§ Tâches:
[A] Pouvez-vous recopier le passage de l'entretien allant de "C'est plutôt des" à "sein de BMO?" ?
[B] Pouvez-vous résumer l'entretien en deux phrases ?

C'est une majorité de femmes qui a demandé à ce que soit créer cette délégation?


C'est plutôt des femmes, mais de toutes les composantes politiques de notre liste. On est une liste d'Union de la gauche. Les femmes de toutes les composantes de la liste ont fait la demande séparément. Chacune montait au créneau régulièrement pour que ça reste d'actualité. Ce n'est pas sous la pression car c'est vraiment une volonté de travailler sur cette thématique. Cela a été une demande très appuyée.


Comment a-t-elle été perçue par les hommes au sein de BMO?

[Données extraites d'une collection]
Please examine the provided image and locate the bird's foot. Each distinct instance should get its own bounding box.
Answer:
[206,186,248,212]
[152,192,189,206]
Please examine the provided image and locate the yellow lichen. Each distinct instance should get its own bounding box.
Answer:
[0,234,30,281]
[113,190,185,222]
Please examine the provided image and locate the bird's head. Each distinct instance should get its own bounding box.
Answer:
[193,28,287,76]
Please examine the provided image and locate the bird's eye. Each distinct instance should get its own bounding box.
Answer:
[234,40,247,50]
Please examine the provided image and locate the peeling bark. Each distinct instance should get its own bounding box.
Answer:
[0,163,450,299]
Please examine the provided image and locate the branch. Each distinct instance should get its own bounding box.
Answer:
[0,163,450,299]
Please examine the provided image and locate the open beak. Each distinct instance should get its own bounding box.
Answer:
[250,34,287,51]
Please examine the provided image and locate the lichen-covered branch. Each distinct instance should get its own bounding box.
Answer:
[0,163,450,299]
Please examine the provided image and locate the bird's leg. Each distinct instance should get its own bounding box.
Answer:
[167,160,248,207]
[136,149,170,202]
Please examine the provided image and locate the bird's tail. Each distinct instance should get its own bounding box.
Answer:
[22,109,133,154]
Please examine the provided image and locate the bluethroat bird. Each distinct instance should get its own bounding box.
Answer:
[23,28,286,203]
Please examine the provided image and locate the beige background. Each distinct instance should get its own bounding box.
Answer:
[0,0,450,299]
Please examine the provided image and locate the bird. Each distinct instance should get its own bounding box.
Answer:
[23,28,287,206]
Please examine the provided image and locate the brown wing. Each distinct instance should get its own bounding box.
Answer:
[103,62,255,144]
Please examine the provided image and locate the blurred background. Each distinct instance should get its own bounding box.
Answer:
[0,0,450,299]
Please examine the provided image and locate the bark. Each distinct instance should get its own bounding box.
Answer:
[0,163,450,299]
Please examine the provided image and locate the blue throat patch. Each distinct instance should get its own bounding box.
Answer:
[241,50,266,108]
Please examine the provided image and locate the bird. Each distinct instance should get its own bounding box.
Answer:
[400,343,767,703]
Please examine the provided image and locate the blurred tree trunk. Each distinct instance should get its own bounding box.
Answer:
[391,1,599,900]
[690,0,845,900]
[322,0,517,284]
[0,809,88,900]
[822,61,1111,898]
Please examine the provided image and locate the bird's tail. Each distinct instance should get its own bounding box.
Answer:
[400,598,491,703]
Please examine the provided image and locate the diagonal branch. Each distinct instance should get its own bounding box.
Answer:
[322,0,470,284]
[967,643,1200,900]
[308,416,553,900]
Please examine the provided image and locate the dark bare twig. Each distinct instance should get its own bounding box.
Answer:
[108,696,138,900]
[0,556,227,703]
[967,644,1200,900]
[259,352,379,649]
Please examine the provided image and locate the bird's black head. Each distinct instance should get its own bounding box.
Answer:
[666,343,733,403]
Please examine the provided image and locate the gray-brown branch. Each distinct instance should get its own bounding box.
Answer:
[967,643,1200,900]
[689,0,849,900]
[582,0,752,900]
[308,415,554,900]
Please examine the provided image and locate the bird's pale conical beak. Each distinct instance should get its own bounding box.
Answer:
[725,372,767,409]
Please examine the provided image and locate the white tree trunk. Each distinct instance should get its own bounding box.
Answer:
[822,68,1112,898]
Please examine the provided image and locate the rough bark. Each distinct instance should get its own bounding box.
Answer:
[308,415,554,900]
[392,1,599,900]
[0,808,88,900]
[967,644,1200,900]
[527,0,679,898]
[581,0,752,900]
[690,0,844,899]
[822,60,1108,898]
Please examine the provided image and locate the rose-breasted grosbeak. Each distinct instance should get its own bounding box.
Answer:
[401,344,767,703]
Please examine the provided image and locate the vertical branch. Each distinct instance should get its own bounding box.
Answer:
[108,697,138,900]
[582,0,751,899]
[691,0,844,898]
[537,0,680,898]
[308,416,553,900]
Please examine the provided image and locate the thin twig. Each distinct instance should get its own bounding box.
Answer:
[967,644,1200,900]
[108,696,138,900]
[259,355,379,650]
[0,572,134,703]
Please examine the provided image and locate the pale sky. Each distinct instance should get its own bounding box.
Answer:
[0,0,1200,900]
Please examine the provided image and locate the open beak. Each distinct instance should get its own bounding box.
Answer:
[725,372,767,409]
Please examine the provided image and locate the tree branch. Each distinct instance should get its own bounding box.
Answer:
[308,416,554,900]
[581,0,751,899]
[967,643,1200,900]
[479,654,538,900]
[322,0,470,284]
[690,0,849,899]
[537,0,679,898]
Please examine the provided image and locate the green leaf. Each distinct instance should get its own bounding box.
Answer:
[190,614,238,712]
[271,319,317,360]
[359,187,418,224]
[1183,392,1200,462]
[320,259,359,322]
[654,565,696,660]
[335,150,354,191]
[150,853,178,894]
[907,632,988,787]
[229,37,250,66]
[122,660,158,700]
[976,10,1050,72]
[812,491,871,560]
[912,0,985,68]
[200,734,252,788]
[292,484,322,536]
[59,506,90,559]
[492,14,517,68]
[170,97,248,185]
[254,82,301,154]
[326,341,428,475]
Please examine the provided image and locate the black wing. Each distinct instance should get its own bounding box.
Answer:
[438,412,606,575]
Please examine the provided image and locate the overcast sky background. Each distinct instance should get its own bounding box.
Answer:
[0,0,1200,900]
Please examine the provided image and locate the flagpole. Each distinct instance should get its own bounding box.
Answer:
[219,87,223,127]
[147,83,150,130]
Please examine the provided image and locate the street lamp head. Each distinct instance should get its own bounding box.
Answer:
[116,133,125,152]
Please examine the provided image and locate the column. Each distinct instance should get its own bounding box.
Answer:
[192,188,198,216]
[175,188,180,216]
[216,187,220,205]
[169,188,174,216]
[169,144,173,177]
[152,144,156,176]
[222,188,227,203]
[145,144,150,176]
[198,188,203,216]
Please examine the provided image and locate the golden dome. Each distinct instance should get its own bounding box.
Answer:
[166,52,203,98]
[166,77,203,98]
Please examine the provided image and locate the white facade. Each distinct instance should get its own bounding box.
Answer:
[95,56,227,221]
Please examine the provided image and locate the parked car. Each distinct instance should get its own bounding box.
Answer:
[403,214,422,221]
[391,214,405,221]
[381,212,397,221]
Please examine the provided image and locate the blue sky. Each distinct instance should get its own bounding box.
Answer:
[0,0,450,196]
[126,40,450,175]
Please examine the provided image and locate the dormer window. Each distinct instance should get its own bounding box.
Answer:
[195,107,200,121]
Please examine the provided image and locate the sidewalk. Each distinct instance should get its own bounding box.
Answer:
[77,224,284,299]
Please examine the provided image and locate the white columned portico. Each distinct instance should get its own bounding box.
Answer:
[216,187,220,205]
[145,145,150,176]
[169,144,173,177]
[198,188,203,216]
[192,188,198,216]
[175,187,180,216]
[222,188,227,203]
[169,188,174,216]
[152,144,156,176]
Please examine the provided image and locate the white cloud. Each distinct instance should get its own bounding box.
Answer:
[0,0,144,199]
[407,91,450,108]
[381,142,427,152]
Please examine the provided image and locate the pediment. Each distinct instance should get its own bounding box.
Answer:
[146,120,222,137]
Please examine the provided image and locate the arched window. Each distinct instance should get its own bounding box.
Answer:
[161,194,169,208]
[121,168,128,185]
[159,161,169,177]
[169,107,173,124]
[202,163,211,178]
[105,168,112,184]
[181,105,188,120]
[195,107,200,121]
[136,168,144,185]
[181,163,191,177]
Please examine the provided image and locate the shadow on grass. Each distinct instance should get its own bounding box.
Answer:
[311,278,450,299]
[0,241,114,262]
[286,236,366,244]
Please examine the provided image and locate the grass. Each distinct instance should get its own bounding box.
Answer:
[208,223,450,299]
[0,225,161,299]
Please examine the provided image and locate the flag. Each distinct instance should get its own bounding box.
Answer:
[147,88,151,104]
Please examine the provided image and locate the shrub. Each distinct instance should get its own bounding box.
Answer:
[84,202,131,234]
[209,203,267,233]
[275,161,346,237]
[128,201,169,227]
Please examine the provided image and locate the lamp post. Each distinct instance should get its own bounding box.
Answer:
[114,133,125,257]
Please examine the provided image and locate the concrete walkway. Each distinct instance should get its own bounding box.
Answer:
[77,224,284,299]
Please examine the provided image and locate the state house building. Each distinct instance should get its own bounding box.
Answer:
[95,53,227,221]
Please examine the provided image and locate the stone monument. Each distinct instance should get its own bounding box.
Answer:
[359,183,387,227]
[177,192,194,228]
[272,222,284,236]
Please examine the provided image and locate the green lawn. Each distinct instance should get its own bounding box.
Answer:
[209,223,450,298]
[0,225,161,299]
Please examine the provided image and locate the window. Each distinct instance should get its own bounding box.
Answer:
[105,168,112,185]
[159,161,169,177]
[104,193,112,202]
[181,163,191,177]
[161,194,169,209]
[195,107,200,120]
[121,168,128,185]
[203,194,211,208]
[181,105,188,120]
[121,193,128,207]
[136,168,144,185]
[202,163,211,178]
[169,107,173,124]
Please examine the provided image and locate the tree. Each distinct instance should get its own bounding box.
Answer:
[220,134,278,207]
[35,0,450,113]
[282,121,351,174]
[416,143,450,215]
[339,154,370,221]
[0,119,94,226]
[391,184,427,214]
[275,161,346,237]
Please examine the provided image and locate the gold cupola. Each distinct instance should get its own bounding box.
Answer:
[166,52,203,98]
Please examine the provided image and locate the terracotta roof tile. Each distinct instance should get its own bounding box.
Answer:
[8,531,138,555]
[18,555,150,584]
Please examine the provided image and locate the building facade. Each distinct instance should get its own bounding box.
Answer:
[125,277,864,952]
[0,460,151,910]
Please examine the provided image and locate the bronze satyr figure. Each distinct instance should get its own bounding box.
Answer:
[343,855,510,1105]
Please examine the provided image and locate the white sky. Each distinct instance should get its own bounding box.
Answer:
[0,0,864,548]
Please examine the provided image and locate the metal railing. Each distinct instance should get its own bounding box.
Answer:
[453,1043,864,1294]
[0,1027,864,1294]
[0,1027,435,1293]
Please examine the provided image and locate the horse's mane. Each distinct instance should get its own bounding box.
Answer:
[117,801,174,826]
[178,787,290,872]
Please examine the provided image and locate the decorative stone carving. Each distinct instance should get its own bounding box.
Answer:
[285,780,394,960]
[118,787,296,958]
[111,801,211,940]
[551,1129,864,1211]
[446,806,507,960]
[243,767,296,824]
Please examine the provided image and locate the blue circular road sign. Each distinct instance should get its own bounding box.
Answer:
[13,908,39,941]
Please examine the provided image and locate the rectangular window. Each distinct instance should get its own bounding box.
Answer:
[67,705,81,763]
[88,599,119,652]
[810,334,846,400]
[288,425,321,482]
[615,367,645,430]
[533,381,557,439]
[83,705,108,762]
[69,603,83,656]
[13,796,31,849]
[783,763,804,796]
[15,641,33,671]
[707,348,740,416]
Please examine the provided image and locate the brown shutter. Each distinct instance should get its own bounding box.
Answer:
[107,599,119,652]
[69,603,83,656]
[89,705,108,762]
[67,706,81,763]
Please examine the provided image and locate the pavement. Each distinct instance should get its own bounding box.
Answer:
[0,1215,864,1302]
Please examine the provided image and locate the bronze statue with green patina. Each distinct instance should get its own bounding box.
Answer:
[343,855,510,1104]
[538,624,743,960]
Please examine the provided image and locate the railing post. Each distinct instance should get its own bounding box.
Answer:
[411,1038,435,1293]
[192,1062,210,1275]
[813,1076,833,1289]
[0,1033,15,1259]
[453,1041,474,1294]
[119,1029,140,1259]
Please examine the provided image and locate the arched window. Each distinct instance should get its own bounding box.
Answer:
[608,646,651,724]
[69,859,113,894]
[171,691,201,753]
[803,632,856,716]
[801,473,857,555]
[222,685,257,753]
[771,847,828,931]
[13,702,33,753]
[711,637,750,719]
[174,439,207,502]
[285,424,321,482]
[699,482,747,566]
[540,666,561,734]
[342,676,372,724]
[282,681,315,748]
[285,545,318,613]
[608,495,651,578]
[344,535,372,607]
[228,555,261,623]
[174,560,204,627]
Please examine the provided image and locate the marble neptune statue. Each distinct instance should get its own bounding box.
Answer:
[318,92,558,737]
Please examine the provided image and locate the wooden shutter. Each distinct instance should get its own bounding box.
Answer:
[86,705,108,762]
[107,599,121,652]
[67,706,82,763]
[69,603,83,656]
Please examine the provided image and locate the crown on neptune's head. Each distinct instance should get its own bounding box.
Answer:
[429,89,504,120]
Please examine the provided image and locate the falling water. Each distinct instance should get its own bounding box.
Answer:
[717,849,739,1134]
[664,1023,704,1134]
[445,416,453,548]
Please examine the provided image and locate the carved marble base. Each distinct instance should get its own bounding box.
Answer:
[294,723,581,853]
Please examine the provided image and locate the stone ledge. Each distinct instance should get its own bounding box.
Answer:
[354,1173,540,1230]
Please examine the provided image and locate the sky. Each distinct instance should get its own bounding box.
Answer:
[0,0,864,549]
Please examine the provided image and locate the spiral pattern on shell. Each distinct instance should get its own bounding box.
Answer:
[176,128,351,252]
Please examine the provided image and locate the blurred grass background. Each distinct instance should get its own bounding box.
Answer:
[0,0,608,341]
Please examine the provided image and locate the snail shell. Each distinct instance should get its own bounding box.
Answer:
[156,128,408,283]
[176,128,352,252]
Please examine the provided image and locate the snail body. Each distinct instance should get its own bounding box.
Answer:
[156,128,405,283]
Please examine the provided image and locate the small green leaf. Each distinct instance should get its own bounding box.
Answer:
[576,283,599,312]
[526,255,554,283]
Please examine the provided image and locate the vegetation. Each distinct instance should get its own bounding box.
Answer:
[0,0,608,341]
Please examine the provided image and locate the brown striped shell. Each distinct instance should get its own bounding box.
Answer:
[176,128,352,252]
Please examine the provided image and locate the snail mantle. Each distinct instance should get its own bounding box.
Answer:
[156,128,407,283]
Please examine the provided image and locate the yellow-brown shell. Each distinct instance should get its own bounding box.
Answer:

§ Réponses par tâche:
[A]
C'est plutôt des femmes, mais de toutes les composantes politiques de notre liste. On est une liste d'Union de la gauche. Les femmes de toutes les composantes de la liste ont fait la demande séparément. Chacune montait au créneau régulièrement pour que ça reste d'actualité. Ce n'est pas sous la pression car c'est vraiment une volonté de travailler sur cette thématique. Cela a été une demande très appuyée.


Comment a-t-elle été perçue par les hommes au sein de BMO?

[B] La création de la délégation a plutôt été demandée par des femmes de toutes les composantes politiques d'une liste d'Union de la gauche, chacune faisant la demande séparément et montant régulièrement au créneau. Cette demande très appuyée ne venait pas d'une pression mais d'une réelle volonté de travailler sur cette thématique.